Can you give every line of the records below as a JSON list of strings, one string per line, with blank lines and the pictures left out?

** Begin Data rows **

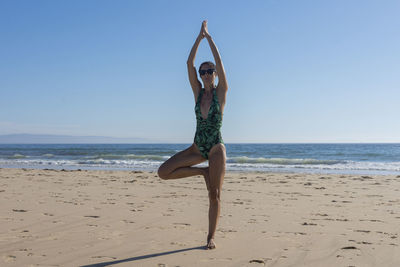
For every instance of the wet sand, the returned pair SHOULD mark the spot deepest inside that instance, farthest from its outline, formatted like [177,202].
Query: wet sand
[133,218]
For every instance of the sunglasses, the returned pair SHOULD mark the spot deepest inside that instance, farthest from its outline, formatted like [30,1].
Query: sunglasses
[209,71]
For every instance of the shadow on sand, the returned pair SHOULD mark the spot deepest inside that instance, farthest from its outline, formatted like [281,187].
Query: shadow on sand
[142,257]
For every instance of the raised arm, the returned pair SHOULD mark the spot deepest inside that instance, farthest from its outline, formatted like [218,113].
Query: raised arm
[194,81]
[222,86]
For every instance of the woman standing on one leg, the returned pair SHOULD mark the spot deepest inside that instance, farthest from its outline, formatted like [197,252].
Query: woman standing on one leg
[208,144]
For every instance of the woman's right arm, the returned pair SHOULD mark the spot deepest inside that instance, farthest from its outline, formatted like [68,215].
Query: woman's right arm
[194,81]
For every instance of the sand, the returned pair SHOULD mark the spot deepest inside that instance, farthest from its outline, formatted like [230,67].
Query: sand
[133,218]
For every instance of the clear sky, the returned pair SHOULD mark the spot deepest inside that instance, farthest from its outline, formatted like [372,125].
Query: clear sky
[298,71]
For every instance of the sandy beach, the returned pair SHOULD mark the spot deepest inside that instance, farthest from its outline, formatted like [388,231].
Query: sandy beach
[133,218]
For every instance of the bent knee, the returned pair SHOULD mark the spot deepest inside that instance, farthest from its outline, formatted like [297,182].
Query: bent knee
[218,149]
[214,195]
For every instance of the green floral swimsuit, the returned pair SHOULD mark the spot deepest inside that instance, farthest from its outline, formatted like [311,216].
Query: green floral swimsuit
[208,131]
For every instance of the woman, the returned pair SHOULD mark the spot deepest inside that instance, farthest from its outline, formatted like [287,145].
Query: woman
[208,144]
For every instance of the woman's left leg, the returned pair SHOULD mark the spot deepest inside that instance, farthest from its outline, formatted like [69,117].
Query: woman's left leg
[217,165]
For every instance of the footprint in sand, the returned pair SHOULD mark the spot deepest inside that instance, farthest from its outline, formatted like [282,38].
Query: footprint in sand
[15,210]
[104,257]
[9,258]
[91,216]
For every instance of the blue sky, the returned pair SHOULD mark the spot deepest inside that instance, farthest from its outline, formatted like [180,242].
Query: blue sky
[298,71]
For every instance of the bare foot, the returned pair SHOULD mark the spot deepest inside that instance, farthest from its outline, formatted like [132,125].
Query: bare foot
[206,175]
[210,243]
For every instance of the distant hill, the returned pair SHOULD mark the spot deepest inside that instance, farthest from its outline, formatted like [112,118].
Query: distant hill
[65,139]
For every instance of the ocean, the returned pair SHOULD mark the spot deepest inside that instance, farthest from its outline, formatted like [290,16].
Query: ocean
[310,158]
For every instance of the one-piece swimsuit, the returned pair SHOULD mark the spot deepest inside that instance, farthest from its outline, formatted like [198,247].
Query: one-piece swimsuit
[208,131]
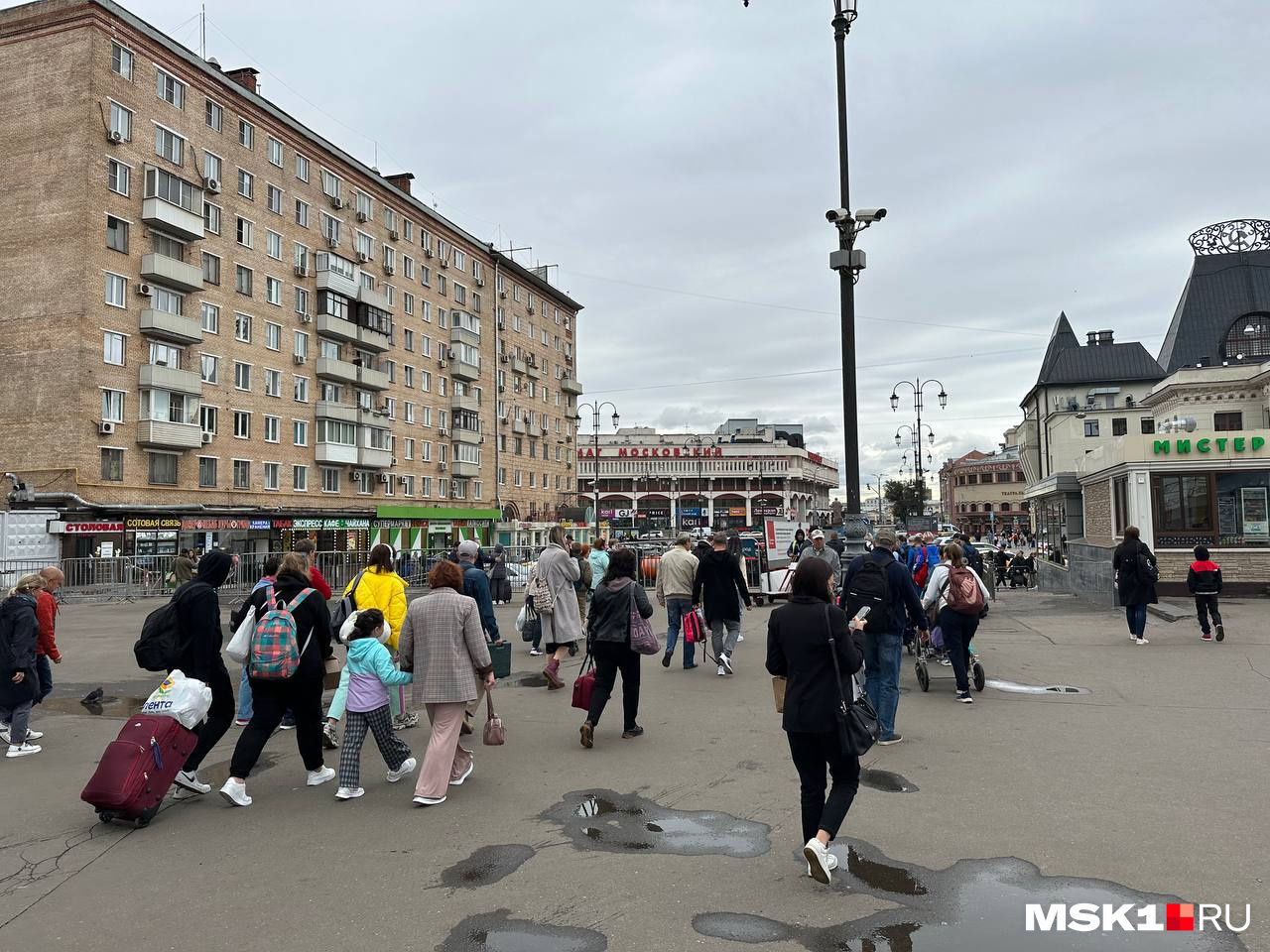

** End Data rows **

**Response:**
[
  "For every instance of the wet sand, the returned pair SHOULD mark the spot deepest inside that instance, farthest from its outline, formatted like [177,202].",
  "Query: wet sand",
  "[133,218]",
  "For every instance of the sunglasses, the returned pair SHOULD mark the spot deepest inside that instance, farthest from its outline, formatted like [30,1].",
  "Query: sunglasses",
  "[209,71]",
  "For every instance of the shadow on sand, the returned pair SHOULD mark the spot deepest inside that instance, farthest from its outline, formatted like [281,187].",
  "Query: shadow on sand",
  "[142,257]",
  "For every instance of the raised arm, the returned pair SHOULD mark the spot deepest inside that instance, farthest from its outline, formatted like [218,113].",
  "Query: raised arm",
  "[194,81]",
  "[222,86]",
  "For every instance of the woman standing on one leg, the returned pair SHOULD mark the spot deepest inside that instance, farthest from its outline, formatted like [197,252].",
  "Query: woman standing on one leg",
  "[208,144]",
  "For every instance of the woman's right arm, the returned pair SHOULD mark the spot deepest inside that instance, farthest from its outline, formatted like [68,215].",
  "Query: woman's right arm",
  "[194,81]",
  "For every instance of the sand, the returned pair SHOULD mark the spot deepest inside that instance, farthest from its outline, formatted like [230,67].",
  "Query: sand",
  "[133,218]",
  "For every instance of the clear sky, the returned pair SHOULD mark the spot deepest inside that instance, farthest from its outline, formatted like [372,125].",
  "Query: clear sky",
  "[298,71]",
  "For every instance of the sandy beach, the returned pair SHOULD mark the spot deepest inside that instance, farthest from its outline, formatted like [388,231].",
  "Query: sandy beach",
  "[133,218]",
  "For every instance of the bent knee, the returned pair SHOULD mark the spot deepest inside that instance, farthest from its outline, formatted like [297,182].",
  "Query: bent knee",
  "[218,149]",
  "[214,195]",
  "For every instance of the green floral swimsuit, the returned pair SHOULD mark the spot deepest inside that instance, farthest from its outline, formatted like [311,216].",
  "Query: green floral swimsuit",
  "[208,131]",
  "For every instance of the woman, the returned pair SHOULD mark the spot deepest inside that instance, farthest from its outline, formatted like [287,145].",
  "Query: woman",
  "[208,144]",
  "For every instance of the woman's left leg, the returned pair SHOULD mark the spot deepest inside that instance, farthest from its outline, formatted like [69,117].",
  "Query: woman's left leg",
  "[217,165]",
  "For every instance of the footprint in sand, the returned pair SHOULD mark the spot deepest inside that instance, farthest from its outline, formatted like [282,38].",
  "Query: footprint in sand",
  "[15,210]",
  "[104,257]",
  "[9,258]",
  "[91,216]",
  "For every instance of the blue sky, the returned pair SHOULD mark the spot deepest inside that instance, farthest from its outline, formatted like [180,242].",
  "Query: blue sky",
  "[298,71]",
  "For every instance of the bare foot, the returned pair SHOULD mark the spot deepest inside that instance, farthest from its outline, formatted like [132,125].",
  "Query: bare foot",
  "[206,175]",
  "[210,243]",
  "For every instance of the distant hill, the returned pair SHOULD mark the spot deepest inside that instance, farthest from its outline, formatted like [112,118].",
  "Query: distant hill",
  "[65,139]",
  "For every instance of the ocean, the returned pair SHOULD mark the spot deepest inside that instance, farthest from its outline, formatted like [290,16].",
  "Query: ocean",
  "[310,158]",
  "For every instance of the one-piece swimsuit, the returned pair SHOULD mark the spot deepest inside that instance, farthest from its outline, formatted like [198,247].",
  "Query: one-piece swimsuit",
  "[208,131]"
]